Saved data entries
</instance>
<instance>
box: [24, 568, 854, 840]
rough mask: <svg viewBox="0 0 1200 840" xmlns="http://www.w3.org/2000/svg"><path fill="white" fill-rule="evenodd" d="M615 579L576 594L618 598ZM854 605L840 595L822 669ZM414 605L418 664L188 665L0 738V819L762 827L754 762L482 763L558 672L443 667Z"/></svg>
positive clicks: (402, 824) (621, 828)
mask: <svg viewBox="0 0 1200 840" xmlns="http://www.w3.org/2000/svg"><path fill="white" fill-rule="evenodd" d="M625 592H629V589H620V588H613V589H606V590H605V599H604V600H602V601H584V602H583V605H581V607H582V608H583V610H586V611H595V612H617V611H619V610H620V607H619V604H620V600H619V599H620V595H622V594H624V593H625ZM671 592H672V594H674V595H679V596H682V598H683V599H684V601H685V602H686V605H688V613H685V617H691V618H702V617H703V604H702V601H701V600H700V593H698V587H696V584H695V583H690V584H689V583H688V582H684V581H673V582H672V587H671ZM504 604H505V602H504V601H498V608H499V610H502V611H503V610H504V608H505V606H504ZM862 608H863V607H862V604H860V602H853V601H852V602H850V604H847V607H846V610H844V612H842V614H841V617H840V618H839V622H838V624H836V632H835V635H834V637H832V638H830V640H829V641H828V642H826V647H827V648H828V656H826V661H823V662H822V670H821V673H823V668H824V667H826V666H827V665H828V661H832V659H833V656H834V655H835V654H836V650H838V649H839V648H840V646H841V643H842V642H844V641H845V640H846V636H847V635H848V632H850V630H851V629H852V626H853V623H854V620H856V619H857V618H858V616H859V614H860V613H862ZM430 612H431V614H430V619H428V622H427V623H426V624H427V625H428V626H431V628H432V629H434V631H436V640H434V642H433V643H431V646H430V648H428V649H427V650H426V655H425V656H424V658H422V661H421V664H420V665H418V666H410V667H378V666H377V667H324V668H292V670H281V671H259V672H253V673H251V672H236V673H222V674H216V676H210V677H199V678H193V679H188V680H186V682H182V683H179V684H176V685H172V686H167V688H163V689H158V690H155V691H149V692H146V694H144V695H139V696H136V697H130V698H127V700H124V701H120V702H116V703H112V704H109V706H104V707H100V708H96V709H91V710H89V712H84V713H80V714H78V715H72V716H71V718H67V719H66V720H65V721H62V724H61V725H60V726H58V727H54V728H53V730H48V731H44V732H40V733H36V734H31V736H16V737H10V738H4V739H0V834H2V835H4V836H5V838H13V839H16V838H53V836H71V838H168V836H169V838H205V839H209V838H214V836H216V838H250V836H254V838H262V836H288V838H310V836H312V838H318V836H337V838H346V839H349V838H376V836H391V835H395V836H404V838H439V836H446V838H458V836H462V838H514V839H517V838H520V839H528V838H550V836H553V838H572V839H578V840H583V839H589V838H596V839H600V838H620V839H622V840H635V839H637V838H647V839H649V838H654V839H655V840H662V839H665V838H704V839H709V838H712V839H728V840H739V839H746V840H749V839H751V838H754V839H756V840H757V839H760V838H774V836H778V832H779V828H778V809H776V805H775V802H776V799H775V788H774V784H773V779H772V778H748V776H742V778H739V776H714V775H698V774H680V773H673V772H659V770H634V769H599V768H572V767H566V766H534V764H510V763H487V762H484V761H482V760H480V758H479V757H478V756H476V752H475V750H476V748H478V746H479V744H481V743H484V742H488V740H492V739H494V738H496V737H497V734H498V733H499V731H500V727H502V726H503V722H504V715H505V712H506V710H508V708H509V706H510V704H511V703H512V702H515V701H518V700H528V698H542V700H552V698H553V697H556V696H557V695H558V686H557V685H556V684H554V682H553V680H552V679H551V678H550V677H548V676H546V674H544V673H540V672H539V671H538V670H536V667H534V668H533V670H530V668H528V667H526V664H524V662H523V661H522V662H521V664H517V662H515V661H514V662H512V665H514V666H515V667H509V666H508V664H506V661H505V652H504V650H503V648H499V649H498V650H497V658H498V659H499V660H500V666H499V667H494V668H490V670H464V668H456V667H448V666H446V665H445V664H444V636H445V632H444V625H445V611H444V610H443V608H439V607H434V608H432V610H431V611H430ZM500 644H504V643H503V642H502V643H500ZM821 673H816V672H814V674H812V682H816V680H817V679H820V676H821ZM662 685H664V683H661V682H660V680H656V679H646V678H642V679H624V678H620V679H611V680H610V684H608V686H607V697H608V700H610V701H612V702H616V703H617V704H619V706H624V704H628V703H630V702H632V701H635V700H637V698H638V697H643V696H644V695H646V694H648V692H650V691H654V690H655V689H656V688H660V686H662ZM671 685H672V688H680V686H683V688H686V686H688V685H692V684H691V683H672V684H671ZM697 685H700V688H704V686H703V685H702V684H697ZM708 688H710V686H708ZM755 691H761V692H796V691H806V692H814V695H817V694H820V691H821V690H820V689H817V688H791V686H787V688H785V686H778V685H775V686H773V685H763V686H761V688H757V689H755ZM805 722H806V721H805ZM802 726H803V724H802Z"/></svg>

- _What is needed_
Update the listing above so that every "positive clicks" reads "foreground clicks", and leave all other text as it is.

- _Exercise solution_
</instance>
<instance>
box: [24, 568, 854, 840]
rough mask: <svg viewBox="0 0 1200 840" xmlns="http://www.w3.org/2000/svg"><path fill="white" fill-rule="evenodd" d="M615 579L576 594L618 598ZM854 605L840 595L822 669ZM414 605L418 664L188 665L0 738V819L762 827L754 762L482 763L558 672L443 667Z"/></svg>
foreground clicks: (402, 824) (621, 828)
mask: <svg viewBox="0 0 1200 840" xmlns="http://www.w3.org/2000/svg"><path fill="white" fill-rule="evenodd" d="M625 592H629V589H620V588H613V589H606V590H605V599H604V600H602V601H584V602H583V605H581V607H582V608H583V610H586V611H595V612H617V611H619V610H620V607H619V604H620V600H619V599H620V595H622V594H624V593H625ZM671 592H672V594H674V595H679V596H682V598H683V599H684V601H685V602H686V605H688V613H685V617H691V618H702V617H703V604H702V601H701V600H700V593H698V587H696V584H695V583H690V584H689V583H688V582H684V581H673V582H672V587H671ZM504 604H505V602H504V601H498V608H499V610H502V611H503V610H504V608H505V606H504ZM862 608H863V607H862V604H860V602H853V601H852V602H850V604H847V607H846V610H844V612H842V614H841V617H840V618H839V622H838V624H836V632H835V635H834V637H832V638H830V640H829V641H828V642H826V647H827V648H828V656H826V661H823V662H822V670H821V673H823V668H824V667H826V666H827V665H828V661H832V659H833V656H834V655H835V654H836V650H838V649H839V648H840V646H841V643H842V642H844V641H845V640H846V636H847V635H848V632H850V630H851V629H852V626H853V623H854V620H856V619H857V618H858V616H859V614H860V613H862ZM430 612H431V614H430V619H428V622H427V623H426V624H427V625H428V626H431V628H432V629H434V631H436V640H434V642H433V643H431V646H430V648H428V649H427V650H426V655H425V656H424V658H422V661H421V664H420V665H418V666H410V667H378V666H377V667H324V668H292V670H281V671H259V672H253V673H251V672H236V673H222V674H216V676H210V677H199V678H193V679H188V680H186V682H182V683H179V684H176V685H172V686H167V688H163V689H158V690H155V691H149V692H146V694H144V695H139V696H136V697H130V698H127V700H124V701H120V702H116V703H112V704H109V706H104V707H100V708H96V709H91V710H89V712H84V713H80V714H78V715H72V716H71V718H67V719H66V720H65V721H62V724H61V725H60V726H58V727H54V728H53V730H48V731H44V732H40V733H36V734H31V736H16V737H10V738H4V739H0V834H2V835H4V836H5V838H13V839H16V838H53V836H71V838H168V836H169V838H205V839H209V838H214V836H216V838H250V836H254V838H262V836H288V838H310V836H312V838H318V836H337V838H346V839H349V838H376V836H391V835H395V836H404V838H439V836H446V838H458V836H462V838H514V839H517V838H520V839H528V838H550V836H553V838H572V839H578V840H583V839H589V838H596V839H600V838H620V839H622V840H635V839H637V838H647V839H649V838H654V839H655V840H662V839H665V838H704V839H709V838H712V839H728V840H739V839H746V840H749V839H751V838H754V839H756V840H757V839H760V838H774V836H778V832H779V828H778V809H776V805H775V802H776V799H775V788H774V784H773V779H772V778H748V776H742V778H739V776H714V775H698V774H680V773H673V772H659V770H634V769H599V768H572V767H566V766H534V764H510V763H487V762H484V761H482V760H480V758H479V757H478V756H476V752H475V750H476V748H478V746H479V744H481V743H484V742H488V740H492V739H494V738H496V737H497V734H498V733H499V731H500V727H502V726H503V722H504V715H505V712H506V710H508V708H509V706H510V704H511V703H512V702H515V701H518V700H528V698H542V700H552V698H553V697H556V696H557V695H558V686H557V685H556V684H554V682H553V680H552V679H551V678H550V677H548V676H546V674H544V673H540V672H539V671H538V670H536V667H534V668H533V670H530V668H528V667H526V664H524V662H523V661H522V662H521V664H517V662H515V661H514V662H512V665H514V666H515V667H509V666H508V664H506V661H505V652H504V650H503V648H499V649H498V650H497V658H498V659H499V660H500V666H499V667H494V668H490V670H464V668H456V667H448V666H446V665H445V664H444V636H445V632H444V625H445V611H444V610H443V608H439V607H434V608H432V610H431V611H430ZM500 644H504V643H503V642H502V643H500ZM821 673H816V672H814V674H812V682H816V680H817V679H820V676H821ZM662 685H664V683H661V682H660V680H656V679H646V678H642V679H624V678H620V679H611V680H610V684H608V686H607V697H608V700H610V701H612V702H616V703H617V704H619V706H624V704H628V703H630V702H632V701H635V700H637V698H638V697H643V696H644V695H646V694H648V692H650V691H654V690H655V689H656V688H660V686H662ZM671 685H672V688H680V686H683V688H686V686H688V685H692V684H691V683H672V684H671ZM697 685H700V688H704V686H703V685H702V684H697ZM708 688H710V686H708ZM755 691H761V692H796V691H806V692H814V695H817V694H820V691H821V690H820V689H817V688H791V686H787V688H785V686H778V685H775V686H773V685H763V686H761V688H757V689H755ZM805 722H806V721H805ZM802 726H803V724H802Z"/></svg>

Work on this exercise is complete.